Goal of the exercise: The full set of entries below needs to be written out exactly.

Source data:
+ + + + + + +
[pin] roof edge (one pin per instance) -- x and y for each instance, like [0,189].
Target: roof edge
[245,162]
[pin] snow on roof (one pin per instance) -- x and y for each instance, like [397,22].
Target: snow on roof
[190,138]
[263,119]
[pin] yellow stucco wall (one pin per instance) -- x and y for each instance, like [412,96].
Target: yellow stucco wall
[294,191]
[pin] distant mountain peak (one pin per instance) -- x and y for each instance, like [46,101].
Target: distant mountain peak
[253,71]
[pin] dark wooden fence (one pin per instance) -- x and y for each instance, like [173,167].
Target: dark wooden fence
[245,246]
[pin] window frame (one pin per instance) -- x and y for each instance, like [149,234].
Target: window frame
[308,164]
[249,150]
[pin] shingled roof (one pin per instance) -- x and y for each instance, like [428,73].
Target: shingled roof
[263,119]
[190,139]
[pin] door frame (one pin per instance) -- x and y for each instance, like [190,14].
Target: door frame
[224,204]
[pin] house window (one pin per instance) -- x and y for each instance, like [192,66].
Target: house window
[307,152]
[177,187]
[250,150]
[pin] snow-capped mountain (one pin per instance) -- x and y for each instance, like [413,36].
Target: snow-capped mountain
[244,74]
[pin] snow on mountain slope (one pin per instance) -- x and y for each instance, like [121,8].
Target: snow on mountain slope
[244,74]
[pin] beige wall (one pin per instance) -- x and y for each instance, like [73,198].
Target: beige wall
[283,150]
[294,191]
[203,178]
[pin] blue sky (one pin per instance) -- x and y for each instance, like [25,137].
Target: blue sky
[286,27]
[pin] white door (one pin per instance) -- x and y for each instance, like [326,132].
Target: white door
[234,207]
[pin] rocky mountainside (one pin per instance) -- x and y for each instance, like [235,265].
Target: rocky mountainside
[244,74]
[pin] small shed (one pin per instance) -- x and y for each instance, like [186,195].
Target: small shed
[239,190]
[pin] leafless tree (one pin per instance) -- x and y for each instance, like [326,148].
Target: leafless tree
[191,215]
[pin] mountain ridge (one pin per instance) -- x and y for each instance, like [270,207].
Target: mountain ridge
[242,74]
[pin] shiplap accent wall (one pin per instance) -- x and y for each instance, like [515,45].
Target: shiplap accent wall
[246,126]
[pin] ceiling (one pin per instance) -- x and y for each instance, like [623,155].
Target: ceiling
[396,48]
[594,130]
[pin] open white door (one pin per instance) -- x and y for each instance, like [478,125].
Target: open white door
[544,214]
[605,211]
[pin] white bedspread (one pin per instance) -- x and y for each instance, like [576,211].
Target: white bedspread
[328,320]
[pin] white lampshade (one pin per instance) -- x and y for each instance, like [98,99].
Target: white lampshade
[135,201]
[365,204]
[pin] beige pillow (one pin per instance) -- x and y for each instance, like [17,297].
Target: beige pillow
+ + + + + + +
Answer section:
[pin] roof edge (one pin per instance) -- x and y for each instance, like [0,189].
Target: roof edge
[245,162]
[pin] snow on roof (one pin per instance) -- x and y for each instance, like [397,22].
Target: snow on roof
[190,138]
[263,119]
[pin] yellow stucco wall (one pin per instance) -- x and y for each instance, like [412,96].
Target: yellow stucco wall
[294,191]
[pin] distant mountain peak (one pin per instance) -- x and y for each instance, like [46,101].
Target: distant mountain peak
[253,71]
[pin] dark wooden fence (one pin per instance) -- x and y for each instance, like [173,167].
Target: dark wooden fence
[245,246]
[pin] window frame (one pin per instance) -- x and y for each instance, like [149,234].
Target: window frame
[308,164]
[249,150]
[pin] shingled roof (one pin per instance) -- x and y for each instance, like [428,73].
Target: shingled roof
[263,119]
[190,139]
[pin] door frame (one pin per instance) -- x and y for each instance, like [190,14].
Target: door frame
[224,204]
[pin] house window (one pin per instance) -- x and y for each instance, like [192,66].
Target: house window
[307,152]
[177,187]
[250,150]
[pin] snow-capped mountain (one pin per instance) -- x and y for each instance, like [413,36].
Target: snow-capped mountain
[244,74]
[pin] snow on mountain slope (one pin per instance) -- x and y for each instance, like [121,8].
Target: snow on mountain slope
[244,74]
[pin] beige wall (one pin per instance) -- x and y for each instance, like [73,198].
Target: beige wall
[283,150]
[294,191]
[203,178]
[pin] blue sky (one pin per instance) -- x and y for each instance, like [25,137].
Target: blue sky
[286,27]
[pin] white door (one pin per instance) -- x and y for each instance, like [326,132].
Target: white door
[234,207]
[pin] rocky mountainside (one pin per instance) -- x and y for each instance, like [235,265].
Target: rocky mountainside
[244,74]
[pin] small shed (one pin per instance) -- x and y for each instance, like [186,195].
Target: small shed
[239,190]
[pin] leafless tree (one pin per instance) -- x and y for each instance, like [326,148].
Target: leafless tree
[191,215]
[pin] mountain ridge (one pin per instance) -- x and y for each instance, like [270,207].
Target: mountain ridge
[242,74]
[pin] shiplap accent wall (one pin per instance) -- x and y for each instance, like [515,45].
Target: shiplap accent wall
[246,126]
[pin] ceiling (one pin per instance) -- x and y for each instance, like [623,155].
Target: ceiling
[396,48]
[594,130]
[pin] open white door (one pin per instance) -- x and y for each instance, like [478,125].
Target: open white door
[544,214]
[605,211]
[pin] white bedspread (one pin per instance) -- x and y for each instance, like [576,211].
Target: white bedspread
[328,320]
[pin] white lampshade (one pin per instance) -- x and y for each instance, like [98,99].
Target: white lampshade
[135,201]
[365,204]
[pin] beige pillow (one pin per instance) -- x and y for each instance, like [17,297].
Target: beige pillow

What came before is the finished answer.